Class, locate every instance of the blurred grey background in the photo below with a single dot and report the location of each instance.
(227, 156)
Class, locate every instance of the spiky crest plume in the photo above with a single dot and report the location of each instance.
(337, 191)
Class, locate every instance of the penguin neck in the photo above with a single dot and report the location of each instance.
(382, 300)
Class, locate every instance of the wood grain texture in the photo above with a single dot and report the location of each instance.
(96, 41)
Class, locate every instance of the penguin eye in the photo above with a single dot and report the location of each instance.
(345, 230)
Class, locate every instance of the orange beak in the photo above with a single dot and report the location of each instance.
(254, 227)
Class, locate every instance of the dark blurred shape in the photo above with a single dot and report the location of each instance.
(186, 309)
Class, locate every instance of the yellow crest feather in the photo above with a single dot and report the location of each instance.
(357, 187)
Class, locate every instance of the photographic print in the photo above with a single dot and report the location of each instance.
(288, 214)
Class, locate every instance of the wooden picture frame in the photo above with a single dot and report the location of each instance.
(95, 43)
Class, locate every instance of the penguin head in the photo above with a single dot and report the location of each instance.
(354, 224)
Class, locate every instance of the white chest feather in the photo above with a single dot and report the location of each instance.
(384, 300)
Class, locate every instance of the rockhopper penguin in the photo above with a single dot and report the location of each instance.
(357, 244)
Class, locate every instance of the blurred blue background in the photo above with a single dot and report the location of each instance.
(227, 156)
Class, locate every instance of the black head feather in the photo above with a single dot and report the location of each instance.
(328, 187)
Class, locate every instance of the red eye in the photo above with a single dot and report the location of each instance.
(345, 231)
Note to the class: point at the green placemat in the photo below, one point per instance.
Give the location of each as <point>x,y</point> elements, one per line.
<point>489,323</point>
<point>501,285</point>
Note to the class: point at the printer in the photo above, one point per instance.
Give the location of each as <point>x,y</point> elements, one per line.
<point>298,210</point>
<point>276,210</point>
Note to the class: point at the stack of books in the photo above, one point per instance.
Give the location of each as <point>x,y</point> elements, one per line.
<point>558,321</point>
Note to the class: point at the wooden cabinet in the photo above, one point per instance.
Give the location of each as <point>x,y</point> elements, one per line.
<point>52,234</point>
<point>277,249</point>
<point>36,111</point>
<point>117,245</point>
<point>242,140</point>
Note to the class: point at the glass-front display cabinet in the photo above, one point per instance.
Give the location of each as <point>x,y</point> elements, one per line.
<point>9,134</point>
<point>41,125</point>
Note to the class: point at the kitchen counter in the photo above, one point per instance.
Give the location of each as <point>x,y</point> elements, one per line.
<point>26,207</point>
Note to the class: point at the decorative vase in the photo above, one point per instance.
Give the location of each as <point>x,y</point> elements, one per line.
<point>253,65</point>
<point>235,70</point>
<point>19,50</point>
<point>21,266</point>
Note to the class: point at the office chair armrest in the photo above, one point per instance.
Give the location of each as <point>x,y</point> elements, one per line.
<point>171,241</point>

> _Task requirements_
A single number is required: the count of lines in the data that include the string "cabinet".

> _Completed task_
2